Reproduce all of the records exactly.

[Data entries]
################
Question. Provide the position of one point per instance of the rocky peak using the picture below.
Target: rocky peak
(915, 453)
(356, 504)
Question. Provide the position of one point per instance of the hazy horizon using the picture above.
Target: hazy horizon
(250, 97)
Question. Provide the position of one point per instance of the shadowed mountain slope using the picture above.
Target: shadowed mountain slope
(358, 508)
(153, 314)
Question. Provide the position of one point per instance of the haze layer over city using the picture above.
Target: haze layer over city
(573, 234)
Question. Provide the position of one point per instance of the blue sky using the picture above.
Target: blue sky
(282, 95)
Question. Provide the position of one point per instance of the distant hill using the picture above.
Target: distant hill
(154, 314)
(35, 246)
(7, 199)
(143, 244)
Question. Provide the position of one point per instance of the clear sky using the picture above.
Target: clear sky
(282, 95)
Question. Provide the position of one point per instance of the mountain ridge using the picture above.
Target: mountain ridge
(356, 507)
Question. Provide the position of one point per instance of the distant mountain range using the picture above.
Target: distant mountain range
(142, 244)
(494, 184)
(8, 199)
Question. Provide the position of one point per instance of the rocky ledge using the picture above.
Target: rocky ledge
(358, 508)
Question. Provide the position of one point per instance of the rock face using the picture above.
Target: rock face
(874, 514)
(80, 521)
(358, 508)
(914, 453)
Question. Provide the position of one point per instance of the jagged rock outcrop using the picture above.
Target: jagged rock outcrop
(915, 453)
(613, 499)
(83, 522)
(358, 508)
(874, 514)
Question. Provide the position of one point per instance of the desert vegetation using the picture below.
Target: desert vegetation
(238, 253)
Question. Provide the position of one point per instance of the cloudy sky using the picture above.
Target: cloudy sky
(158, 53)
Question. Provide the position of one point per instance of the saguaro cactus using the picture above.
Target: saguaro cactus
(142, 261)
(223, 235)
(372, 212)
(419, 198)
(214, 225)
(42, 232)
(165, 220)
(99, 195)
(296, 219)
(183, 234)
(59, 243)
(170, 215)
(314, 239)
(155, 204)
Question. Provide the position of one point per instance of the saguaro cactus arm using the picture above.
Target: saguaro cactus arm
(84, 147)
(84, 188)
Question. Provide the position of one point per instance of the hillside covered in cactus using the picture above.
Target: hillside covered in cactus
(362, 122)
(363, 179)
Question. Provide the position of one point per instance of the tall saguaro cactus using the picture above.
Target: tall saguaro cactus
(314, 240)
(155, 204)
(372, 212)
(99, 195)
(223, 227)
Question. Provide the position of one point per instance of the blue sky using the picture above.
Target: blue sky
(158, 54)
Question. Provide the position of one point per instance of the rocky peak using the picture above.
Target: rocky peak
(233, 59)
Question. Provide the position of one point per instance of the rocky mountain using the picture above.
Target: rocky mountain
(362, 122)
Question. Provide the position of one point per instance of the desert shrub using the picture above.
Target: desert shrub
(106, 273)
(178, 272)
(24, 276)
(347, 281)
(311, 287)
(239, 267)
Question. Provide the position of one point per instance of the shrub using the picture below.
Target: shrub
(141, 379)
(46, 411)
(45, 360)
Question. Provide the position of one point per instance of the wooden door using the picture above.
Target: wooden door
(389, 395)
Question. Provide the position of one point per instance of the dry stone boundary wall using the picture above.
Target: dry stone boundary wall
################
▶ [THE OUTPUT]:
Question. Provide the position of one point per instance of the rocky peak using the picture below.
Target: rocky peak
(915, 453)
(356, 504)
Question. Provide the position of one point per instance of the hazy horizon using the picture above.
Target: hazy horizon
(250, 97)
Question. Provide the position of one point per instance of the shadowed mountain slope using the picture above.
Target: shadowed mountain slope
(358, 508)
(153, 314)
Question. Provide the position of one point per instance of the haze layer over city using the picture above.
Target: haze layer over city
(573, 234)
Question. Provide the position of one point per instance of the blue sky using the picture above.
Target: blue sky
(282, 95)
Question. Provide the position of one point per instance of the distant hill using the picture above.
Target: distant hill
(154, 314)
(35, 246)
(7, 199)
(143, 244)
Question. Provide the position of one point per instance of the clear sky using the picture above.
Target: clear sky
(282, 95)
Question. Provide the position of one point per instance of the mountain ridge using the picture above.
Target: mountain ridge
(356, 507)
Question. Provide the position of one point per instance of the distant mountain range using the picture above.
Target: distant mountain range
(142, 244)
(494, 184)
(8, 199)
Question. Provide the position of one point per instance of the rocky ledge using the picture above.
Target: rocky ledge
(358, 508)
Question. Provide the position of one point per instance of the rock face using the picture above.
Target: rock face
(874, 514)
(80, 521)
(358, 508)
(914, 453)
Question. Provide the position of one point per instance of the jagged rock outcrop using the picture above.
Target: jagged rock outcrop
(915, 453)
(613, 499)
(83, 522)
(358, 508)
(874, 514)
Question. Provide the position of one point per instance of the desert vegetation using the picture below.
Target: desert vegetation
(238, 253)
Question. Provide the position of one point per instance of the cloudy sky using the picture above.
Target: cloudy sky
(158, 53)
Question. Provide the position of one point per instance of the saguaro cactus using the picture above.
Target: saguaro cactus
(142, 261)
(223, 235)
(372, 212)
(419, 198)
(214, 225)
(42, 232)
(165, 220)
(99, 195)
(296, 219)
(183, 234)
(59, 243)
(170, 215)
(314, 239)
(155, 204)
Question. Provide the position of one point per instance of the saguaro cactus arm using the picture above.
Target: saguaro cactus arm
(84, 147)
(84, 188)
Question. Provide the position of one point per instance of the hillside covered in cactus using the picture above.
Target: hillside covered in cactus
(362, 122)
(363, 179)
Question. Provide the position of one point per instance of the tall saguaro cactus using the picture above.
Target: tall saguaro cactus
(314, 240)
(155, 204)
(372, 212)
(99, 195)
(223, 227)
Question. Provide the position of one point per instance of the blue sky using the picture above.
Target: blue sky
(158, 54)
Question. Provide the position of one point per instance of the rocky peak using the picture above.
Target: rocky peak
(233, 59)
Question. Provide the position of one point per instance of the rocky mountain using the picture above.
Target: rocky mountain
(362, 122)
Question. Provide the position of one point per instance of the desert shrub using the picture above.
Target: desert shrub
(106, 273)
(178, 272)
(24, 276)
(347, 281)
(311, 287)
(239, 267)
Question. Provide the position of one point per instance of the shrub using the picture below.
Target: shrub
(141, 379)
(46, 411)
(45, 360)
Question. Provide the position of one point per instance of the wooden door using the picture above.
Target: wooden door
(389, 395)
Question. Provide the position of one point per instance of the dry stone boundary wall using the picture above.
Target: dry stone boundary wall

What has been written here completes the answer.